- [Problem statement]:
Locate every line in the material below that contains the word "cloth", and copy each such line in full.

•••

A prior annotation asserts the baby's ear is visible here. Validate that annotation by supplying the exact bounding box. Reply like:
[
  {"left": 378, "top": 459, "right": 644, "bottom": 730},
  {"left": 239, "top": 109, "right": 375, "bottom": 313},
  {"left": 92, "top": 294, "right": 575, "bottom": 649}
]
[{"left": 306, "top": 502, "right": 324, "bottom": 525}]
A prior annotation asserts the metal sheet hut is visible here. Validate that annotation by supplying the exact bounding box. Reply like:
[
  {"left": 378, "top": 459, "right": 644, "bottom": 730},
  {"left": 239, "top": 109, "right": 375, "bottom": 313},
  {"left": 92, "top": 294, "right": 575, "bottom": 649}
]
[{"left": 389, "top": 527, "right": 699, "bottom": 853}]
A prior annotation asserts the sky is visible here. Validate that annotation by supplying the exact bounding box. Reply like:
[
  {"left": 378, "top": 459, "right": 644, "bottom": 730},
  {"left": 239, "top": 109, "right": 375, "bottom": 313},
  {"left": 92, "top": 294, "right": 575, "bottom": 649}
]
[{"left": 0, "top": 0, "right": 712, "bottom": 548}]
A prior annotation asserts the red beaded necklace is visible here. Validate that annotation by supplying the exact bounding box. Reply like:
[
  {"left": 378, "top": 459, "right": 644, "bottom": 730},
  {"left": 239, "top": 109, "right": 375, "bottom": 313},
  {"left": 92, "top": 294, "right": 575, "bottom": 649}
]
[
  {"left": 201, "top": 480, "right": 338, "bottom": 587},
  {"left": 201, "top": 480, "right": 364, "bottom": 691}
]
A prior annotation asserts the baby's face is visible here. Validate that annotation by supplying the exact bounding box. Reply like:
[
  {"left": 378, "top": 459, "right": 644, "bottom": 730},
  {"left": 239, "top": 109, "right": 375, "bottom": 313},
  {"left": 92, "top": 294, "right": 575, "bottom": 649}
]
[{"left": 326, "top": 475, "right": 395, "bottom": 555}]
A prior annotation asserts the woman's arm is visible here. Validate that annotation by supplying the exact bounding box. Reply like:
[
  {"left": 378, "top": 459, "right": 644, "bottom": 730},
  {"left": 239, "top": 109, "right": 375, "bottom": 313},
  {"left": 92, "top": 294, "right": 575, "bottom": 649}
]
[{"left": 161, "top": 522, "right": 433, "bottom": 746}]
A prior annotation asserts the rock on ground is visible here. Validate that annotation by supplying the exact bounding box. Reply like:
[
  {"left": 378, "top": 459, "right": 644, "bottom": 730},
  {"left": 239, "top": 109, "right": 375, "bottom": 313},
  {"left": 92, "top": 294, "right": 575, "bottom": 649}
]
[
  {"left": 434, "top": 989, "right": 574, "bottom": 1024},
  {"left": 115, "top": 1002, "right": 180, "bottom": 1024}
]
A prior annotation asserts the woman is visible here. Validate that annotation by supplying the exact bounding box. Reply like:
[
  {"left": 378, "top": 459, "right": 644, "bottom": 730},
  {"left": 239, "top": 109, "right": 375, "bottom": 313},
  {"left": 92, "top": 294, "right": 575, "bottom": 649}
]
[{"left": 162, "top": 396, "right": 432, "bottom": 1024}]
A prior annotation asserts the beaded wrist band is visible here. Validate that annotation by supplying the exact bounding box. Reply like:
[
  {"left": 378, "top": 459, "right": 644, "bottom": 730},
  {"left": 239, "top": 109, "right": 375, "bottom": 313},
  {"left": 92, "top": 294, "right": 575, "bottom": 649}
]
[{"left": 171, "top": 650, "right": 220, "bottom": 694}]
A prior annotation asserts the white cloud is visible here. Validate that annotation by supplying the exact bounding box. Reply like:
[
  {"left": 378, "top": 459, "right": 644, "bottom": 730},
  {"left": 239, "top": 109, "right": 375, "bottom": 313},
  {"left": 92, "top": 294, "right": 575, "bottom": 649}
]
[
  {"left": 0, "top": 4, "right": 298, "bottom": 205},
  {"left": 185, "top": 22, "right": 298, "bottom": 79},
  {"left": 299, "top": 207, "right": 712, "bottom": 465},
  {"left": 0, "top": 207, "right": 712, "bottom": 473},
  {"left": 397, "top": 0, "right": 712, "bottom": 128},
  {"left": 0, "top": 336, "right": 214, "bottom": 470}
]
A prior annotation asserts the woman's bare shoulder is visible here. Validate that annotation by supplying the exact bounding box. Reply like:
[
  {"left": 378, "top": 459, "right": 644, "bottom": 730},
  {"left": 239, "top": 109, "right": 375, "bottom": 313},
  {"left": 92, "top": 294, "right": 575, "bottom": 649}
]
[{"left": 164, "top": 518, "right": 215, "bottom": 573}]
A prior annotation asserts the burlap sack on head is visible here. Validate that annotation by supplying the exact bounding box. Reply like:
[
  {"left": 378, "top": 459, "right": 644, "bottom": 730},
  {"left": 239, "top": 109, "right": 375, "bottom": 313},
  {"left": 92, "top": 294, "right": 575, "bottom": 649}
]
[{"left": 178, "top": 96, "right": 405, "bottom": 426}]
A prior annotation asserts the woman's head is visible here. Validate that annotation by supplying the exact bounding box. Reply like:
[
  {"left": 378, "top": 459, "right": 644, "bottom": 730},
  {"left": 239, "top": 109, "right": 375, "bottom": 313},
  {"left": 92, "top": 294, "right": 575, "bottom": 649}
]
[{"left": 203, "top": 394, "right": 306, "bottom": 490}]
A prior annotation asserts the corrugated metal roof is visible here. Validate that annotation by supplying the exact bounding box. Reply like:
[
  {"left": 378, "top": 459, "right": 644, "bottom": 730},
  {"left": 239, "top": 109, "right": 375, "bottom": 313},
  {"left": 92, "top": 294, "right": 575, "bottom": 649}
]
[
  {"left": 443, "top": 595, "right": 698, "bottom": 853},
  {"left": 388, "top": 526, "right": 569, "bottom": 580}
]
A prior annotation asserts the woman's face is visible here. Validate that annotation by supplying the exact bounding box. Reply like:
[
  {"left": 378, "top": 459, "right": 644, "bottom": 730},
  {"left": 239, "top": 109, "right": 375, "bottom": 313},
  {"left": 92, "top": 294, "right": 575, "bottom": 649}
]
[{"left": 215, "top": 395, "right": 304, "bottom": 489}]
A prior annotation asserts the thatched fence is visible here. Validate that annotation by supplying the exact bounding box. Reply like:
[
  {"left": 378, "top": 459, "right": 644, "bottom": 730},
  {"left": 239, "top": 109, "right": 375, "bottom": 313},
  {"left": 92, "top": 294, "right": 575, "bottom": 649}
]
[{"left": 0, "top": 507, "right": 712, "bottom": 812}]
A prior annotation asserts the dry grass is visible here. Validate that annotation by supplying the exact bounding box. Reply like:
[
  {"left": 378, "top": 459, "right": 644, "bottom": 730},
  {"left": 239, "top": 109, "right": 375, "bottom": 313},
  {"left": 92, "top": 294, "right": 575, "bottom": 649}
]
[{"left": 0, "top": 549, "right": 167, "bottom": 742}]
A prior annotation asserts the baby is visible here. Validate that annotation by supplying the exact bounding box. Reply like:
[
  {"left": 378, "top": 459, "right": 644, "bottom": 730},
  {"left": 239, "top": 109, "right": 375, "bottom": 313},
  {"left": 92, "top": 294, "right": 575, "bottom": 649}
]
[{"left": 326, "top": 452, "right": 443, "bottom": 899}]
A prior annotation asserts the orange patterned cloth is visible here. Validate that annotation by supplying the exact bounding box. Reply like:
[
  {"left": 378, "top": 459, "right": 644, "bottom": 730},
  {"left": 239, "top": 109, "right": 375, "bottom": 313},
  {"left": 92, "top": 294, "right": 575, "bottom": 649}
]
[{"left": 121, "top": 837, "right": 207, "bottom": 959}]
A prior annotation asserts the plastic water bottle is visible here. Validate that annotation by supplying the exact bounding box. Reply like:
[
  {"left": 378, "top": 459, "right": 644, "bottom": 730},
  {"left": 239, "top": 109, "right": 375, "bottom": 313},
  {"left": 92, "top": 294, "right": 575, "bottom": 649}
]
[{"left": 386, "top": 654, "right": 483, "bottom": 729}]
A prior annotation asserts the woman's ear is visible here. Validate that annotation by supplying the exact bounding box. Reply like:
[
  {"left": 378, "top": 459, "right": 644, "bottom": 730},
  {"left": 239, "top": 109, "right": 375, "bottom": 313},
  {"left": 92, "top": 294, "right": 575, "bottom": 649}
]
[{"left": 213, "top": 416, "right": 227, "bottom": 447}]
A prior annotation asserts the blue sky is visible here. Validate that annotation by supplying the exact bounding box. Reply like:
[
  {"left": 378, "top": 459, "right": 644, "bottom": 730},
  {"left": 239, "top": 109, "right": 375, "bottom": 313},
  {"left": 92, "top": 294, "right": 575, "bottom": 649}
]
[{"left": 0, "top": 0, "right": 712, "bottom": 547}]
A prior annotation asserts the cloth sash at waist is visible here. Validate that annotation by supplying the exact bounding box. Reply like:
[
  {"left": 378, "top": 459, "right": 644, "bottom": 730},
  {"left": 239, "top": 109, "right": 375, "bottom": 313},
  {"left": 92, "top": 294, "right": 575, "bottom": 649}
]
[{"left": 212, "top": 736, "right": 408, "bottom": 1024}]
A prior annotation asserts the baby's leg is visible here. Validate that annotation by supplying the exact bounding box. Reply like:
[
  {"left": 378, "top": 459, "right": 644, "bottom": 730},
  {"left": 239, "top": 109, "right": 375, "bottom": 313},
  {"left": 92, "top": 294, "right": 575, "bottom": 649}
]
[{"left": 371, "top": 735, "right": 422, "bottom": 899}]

•••

- [Correct result]:
A prior annotation asserts the orange patterned cloth is visible here. Validate that annotation by supplying the exact bounding box. Reply like:
A prior annotation asserts the cloth sash at waist is visible here. Validate that annotation by supplying the exact bounding box. Reply like:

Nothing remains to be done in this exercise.